(Requirement)
Copy the listing verbatim from its beginning through the line containing "200,165 -> 233,283", including that line, and omit the pictures from your answer.

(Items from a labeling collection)
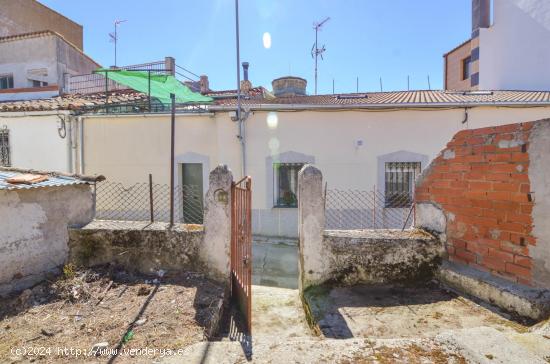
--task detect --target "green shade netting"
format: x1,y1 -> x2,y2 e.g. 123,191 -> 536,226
95,69 -> 214,104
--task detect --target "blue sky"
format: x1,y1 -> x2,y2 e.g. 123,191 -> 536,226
40,0 -> 471,94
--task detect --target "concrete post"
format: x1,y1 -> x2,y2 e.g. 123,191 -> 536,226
298,164 -> 329,292
200,165 -> 233,282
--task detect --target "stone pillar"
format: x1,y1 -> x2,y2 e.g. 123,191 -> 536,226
298,164 -> 329,292
200,165 -> 233,283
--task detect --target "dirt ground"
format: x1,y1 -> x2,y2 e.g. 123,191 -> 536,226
0,266 -> 223,363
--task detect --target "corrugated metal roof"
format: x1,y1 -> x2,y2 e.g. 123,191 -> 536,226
0,170 -> 89,190
212,90 -> 550,108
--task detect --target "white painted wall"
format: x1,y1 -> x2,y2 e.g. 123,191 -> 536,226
80,107 -> 550,236
0,113 -> 75,172
479,0 -> 550,90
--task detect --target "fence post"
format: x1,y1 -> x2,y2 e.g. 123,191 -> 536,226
149,173 -> 155,222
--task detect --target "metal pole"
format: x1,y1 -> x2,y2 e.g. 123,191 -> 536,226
170,94 -> 176,226
147,70 -> 151,112
315,27 -> 319,95
235,0 -> 246,177
149,173 -> 155,222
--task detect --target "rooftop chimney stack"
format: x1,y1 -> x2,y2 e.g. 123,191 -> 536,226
472,0 -> 491,33
199,75 -> 210,94
241,62 -> 252,94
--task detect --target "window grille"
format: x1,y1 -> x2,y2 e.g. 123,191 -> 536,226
385,162 -> 421,207
273,163 -> 304,207
0,75 -> 13,90
0,127 -> 11,167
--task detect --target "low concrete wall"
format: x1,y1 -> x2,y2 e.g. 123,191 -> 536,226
0,185 -> 94,295
322,230 -> 445,285
298,165 -> 445,291
69,166 -> 233,283
69,220 -> 205,274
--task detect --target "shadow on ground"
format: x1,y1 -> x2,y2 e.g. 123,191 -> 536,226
304,282 -> 525,339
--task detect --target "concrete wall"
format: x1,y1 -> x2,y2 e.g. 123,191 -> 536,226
298,165 -> 444,291
84,107 -> 550,237
416,120 -> 550,289
0,112 -> 72,172
479,0 -> 550,90
0,33 -> 99,92
0,0 -> 84,49
444,41 -> 472,90
0,185 -> 93,295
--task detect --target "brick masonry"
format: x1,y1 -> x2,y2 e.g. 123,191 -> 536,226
416,122 -> 537,285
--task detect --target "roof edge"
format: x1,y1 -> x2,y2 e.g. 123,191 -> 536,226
0,167 -> 105,183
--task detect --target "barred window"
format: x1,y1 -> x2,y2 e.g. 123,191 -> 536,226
0,127 -> 11,167
273,163 -> 304,207
385,162 -> 421,207
0,74 -> 13,90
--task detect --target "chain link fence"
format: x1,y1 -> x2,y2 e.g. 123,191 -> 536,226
96,181 -> 203,224
325,189 -> 414,230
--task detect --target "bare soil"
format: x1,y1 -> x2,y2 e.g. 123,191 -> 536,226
0,266 -> 223,363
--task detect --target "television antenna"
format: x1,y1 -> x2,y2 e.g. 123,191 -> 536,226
311,17 -> 330,95
109,19 -> 128,67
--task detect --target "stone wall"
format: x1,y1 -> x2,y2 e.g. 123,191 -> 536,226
69,166 -> 233,283
416,120 -> 550,288
298,165 -> 444,291
0,185 -> 94,295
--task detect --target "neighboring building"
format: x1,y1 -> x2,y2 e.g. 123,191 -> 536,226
0,0 -> 84,50
0,168 -> 102,296
0,30 -> 100,100
444,0 -> 550,90
5,83 -> 550,237
0,0 -> 100,100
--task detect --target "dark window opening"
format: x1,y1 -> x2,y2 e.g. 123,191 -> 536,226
385,162 -> 421,208
0,75 -> 13,90
273,163 -> 304,207
462,57 -> 472,80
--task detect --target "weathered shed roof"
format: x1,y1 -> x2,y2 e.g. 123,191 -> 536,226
0,167 -> 105,190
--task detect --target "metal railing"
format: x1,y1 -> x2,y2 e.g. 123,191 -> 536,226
65,61 -> 166,94
95,177 -> 204,224
325,188 -> 415,230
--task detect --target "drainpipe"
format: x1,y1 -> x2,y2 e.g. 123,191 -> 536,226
77,116 -> 84,174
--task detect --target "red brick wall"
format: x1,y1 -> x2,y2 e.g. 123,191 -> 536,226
416,123 -> 536,285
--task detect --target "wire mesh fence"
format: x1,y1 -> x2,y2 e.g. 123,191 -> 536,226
96,181 -> 203,224
325,189 -> 414,230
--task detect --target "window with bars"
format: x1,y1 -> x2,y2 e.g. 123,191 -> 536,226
0,74 -> 13,90
273,163 -> 304,207
385,162 -> 421,208
0,127 -> 11,167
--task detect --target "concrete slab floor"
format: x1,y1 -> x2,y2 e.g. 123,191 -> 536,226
252,240 -> 298,289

(Solution to the problem)
--task detect --target "green shade netting"
format: x1,y1 -> x2,y2 e.g. 123,191 -> 536,226
95,69 -> 214,104
--task detect --target "blue sky"
format: x1,y1 -> x2,y2 e.g. 123,191 -> 536,226
40,0 -> 471,94
--task detect --target "concrete post"
format: x1,y1 -> x2,y2 e.g. 123,191 -> 536,226
298,164 -> 329,292
200,165 -> 233,282
--task detect --target "stone pillar"
format: x1,y1 -> x2,y2 e.g. 123,191 -> 536,226
298,164 -> 329,292
200,165 -> 233,283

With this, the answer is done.